Directions
Transcribe the complete listing exactly.
----
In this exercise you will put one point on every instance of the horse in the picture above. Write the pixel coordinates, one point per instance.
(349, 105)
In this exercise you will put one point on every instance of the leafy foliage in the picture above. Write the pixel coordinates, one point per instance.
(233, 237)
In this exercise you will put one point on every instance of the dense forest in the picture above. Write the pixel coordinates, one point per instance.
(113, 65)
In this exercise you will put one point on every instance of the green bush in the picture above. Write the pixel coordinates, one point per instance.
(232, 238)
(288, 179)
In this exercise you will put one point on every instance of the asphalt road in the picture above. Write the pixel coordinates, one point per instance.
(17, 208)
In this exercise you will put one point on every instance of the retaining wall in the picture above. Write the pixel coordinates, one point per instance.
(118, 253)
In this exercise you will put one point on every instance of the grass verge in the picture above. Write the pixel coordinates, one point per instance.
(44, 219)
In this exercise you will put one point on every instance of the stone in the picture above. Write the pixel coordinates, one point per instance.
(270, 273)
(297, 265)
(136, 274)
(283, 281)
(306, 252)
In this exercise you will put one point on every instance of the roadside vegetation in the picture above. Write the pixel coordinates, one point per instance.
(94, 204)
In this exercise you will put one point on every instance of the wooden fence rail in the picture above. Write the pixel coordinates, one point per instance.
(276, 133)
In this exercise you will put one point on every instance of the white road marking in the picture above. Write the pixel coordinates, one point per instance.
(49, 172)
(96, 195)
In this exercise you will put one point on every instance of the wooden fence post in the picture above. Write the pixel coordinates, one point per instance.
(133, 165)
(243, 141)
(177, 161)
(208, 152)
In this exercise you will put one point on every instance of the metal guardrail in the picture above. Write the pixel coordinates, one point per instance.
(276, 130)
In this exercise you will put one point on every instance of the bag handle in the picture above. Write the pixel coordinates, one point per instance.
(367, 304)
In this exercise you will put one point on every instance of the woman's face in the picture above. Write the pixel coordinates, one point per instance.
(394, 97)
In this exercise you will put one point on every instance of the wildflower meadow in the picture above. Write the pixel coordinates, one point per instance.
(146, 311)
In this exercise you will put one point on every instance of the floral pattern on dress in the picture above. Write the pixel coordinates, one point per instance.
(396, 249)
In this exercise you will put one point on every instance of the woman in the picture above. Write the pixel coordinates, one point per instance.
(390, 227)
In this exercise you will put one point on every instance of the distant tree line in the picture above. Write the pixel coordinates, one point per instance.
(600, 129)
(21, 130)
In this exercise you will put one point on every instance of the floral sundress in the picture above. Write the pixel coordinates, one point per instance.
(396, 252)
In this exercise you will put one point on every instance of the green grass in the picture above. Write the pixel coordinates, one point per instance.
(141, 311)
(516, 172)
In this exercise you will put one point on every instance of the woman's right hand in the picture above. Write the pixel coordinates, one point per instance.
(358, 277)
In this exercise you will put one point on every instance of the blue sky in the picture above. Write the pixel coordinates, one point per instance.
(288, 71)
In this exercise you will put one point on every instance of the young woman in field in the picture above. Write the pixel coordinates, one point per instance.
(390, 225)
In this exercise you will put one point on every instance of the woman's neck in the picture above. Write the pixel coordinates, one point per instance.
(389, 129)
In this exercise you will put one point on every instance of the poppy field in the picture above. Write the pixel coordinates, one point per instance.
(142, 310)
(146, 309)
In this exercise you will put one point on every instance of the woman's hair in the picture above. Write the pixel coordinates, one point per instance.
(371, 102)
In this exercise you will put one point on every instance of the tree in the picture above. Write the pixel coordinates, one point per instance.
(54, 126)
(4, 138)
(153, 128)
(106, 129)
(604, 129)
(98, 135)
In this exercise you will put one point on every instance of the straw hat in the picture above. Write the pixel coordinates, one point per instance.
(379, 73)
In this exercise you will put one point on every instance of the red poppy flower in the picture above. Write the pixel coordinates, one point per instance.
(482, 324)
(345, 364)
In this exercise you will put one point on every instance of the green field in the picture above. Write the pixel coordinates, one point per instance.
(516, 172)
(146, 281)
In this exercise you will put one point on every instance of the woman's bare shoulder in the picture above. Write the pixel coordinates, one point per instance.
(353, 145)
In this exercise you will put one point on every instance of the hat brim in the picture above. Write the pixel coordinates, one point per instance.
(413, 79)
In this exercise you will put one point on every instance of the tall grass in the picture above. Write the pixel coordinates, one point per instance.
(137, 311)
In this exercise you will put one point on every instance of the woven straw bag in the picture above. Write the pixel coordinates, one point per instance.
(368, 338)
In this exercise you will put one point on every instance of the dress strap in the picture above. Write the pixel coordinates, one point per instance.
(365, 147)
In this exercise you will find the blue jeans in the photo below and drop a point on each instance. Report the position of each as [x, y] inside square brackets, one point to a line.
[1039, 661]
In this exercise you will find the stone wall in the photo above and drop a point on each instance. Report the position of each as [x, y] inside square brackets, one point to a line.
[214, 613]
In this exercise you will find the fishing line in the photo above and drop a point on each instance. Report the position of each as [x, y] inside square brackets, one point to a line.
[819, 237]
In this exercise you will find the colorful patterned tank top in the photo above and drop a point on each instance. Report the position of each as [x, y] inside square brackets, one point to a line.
----
Solution to this task
In this exercise you will put one point on every instance of the horse in the picture above. Write the pixel coordinates, one point per instance.
(349, 105)
In this exercise you will put one point on every instance of the leafy foliage in the picture above. Write the pixel coordinates, one point per instance.
(233, 237)
In this exercise you will put one point on every instance of the dense forest in the picture above. Write the pixel coordinates, one point per instance.
(113, 65)
In this exercise you will put one point on every instance of the green bush in the picture above. Write the pixel coordinates, one point per instance.
(232, 238)
(288, 179)
In this exercise you will put one point on every instance of the asphalt road in the picture above. Write the pixel coordinates, one point per instance.
(17, 208)
In this exercise you will put one point on every instance of the retaining wall in the picture above. Write the pixel coordinates, one point per instance.
(118, 253)
In this exercise you will put one point on every instance of the grass verge in the picture above. Write the pixel coordinates, one point per instance.
(44, 219)
In this exercise you will put one point on every instance of the stone in the picture above. Write the pixel coordinates, one point per instance.
(270, 273)
(297, 265)
(136, 274)
(283, 281)
(306, 252)
In this exercise you will put one point on every instance of the roadside vegetation in the picture above. Write the pixel coordinates, one point per instance.
(94, 204)
In this exercise you will put one point on every instance of the wooden fence rail in the picture above. Write the pixel coordinates, one point per instance.
(276, 133)
In this exercise you will put one point on every instance of the white road marking in the picture above. Write the pixel coordinates, one point per instance.
(49, 172)
(96, 195)
In this exercise you will put one point on every instance of the wooden fence post in the picture above. Write the pixel coordinates, one point per instance.
(133, 165)
(243, 141)
(177, 161)
(208, 152)
In this exercise you will put one point on every instance of the metal guardrail in the picture above. Write the pixel coordinates, one point per instance.
(276, 130)
In this exercise you will put one point on every instance of the bag handle in the picture above. Write the pixel coordinates, one point per instance.
(367, 304)
In this exercise you will put one point on every instance of the woman's face in the picture above. Write the pixel coordinates, one point per instance.
(394, 97)
In this exercise you will put one point on every instance of the wildflower meadow in the picture above. Write the pixel coordinates, one point per instance.
(146, 311)
In this exercise you will put one point on every instance of the floral pattern on dress in the picture above. Write the pixel coordinates, one point per instance.
(396, 249)
In this exercise you will put one point on every instance of the woman in the picture above. Write the pixel coordinates, one point per instance.
(390, 227)
In this exercise you will put one point on every instance of the distant tree line in the picture above. Write the pixel coordinates, one point per instance.
(600, 129)
(21, 130)
In this exercise you will put one point on every instance of the floral sundress in the picture above. Write the pixel coordinates, one point per instance.
(396, 252)
In this exercise you will put one point on every instance of the green grass in the picture above. Write the pixel coordinates, one point per instance.
(141, 311)
(516, 172)
In this exercise you will put one point on every instance of the woman's right hand in the picture above. Write the pixel coordinates, one point per instance.
(358, 277)
In this exercise you will put one point on every instance of the blue sky in the picture above. Write the pixel coordinates, one point per instance.
(288, 71)
In this exercise you will put one point on every instance of the young woman in field in the picture above. Write the pixel coordinates, one point per instance.
(390, 225)
In this exercise you will put one point on every instance of the woman's neck in the picture above. Write the pixel coordinates, one point per instance.
(389, 129)
In this exercise you will put one point on every instance of the poppy field in the picture above. Write the pixel coordinates, one point per instance.
(142, 310)
(146, 309)
In this exercise you will put one point on every instance of the woman's hair in the picture above. Write the pixel coordinates, one point per instance.
(371, 102)
In this exercise you will put one point on every instance of the tree in the picture above. Write the pixel coordinates, one point per instance.
(54, 126)
(4, 138)
(153, 128)
(106, 129)
(604, 129)
(98, 135)
In this exercise you will put one point on every instance of the straw hat in the picture above. Write the pixel coordinates, one point per instance.
(379, 73)
In this exercise you will put one point on every instance of the red poppy flower in the picture above. Write the pixel coordinates, one point per instance.
(482, 324)
(345, 364)
In this exercise you will put one point on every instance of the green field in the picture above. Write the pixel coordinates, one point per instance.
(516, 172)
(146, 281)
In this exercise you will put one point on every instance of the woman's bare shoulder in the picture above. Write the pixel coordinates, one point per instance.
(353, 145)
In this exercise you will put one point on every instance of the hat brim in the picture above. Write the pixel coordinates, one point per instance.
(413, 79)
In this exercise you will put one point on every instance of the tall grass in the picture above. Write the pixel coordinates, one point per instance.
(137, 311)
In this exercise you will put one point on every instance of the woven straw bag in the picture above. Write the pixel coordinates, one point per instance.
(368, 338)
In this exercise you will put one point on every instance of the dress strap in the picture above. Write the pixel coordinates, one point per instance.
(365, 147)
In this exercise you will find the blue jeans in the photo below and drop a point on each instance. Report the position of each as [x, y] inside square brackets, one point to a line.
[1039, 661]
In this exercise you will find the stone wall in the photo above and drop a point on each instance. Report the position of each as [x, y] inside square brackets, one point to a line.
[214, 613]
In this exercise you will find the fishing line in the photo above and drop a point on each instance. Report the position of each as [x, y] inside square brackets, one point to a line.
[819, 237]
In this exercise you will find the colorful patterned tank top in the photo above and drop a point on each instance. Report the position of each as [x, y] inside square brackets, one point to a line.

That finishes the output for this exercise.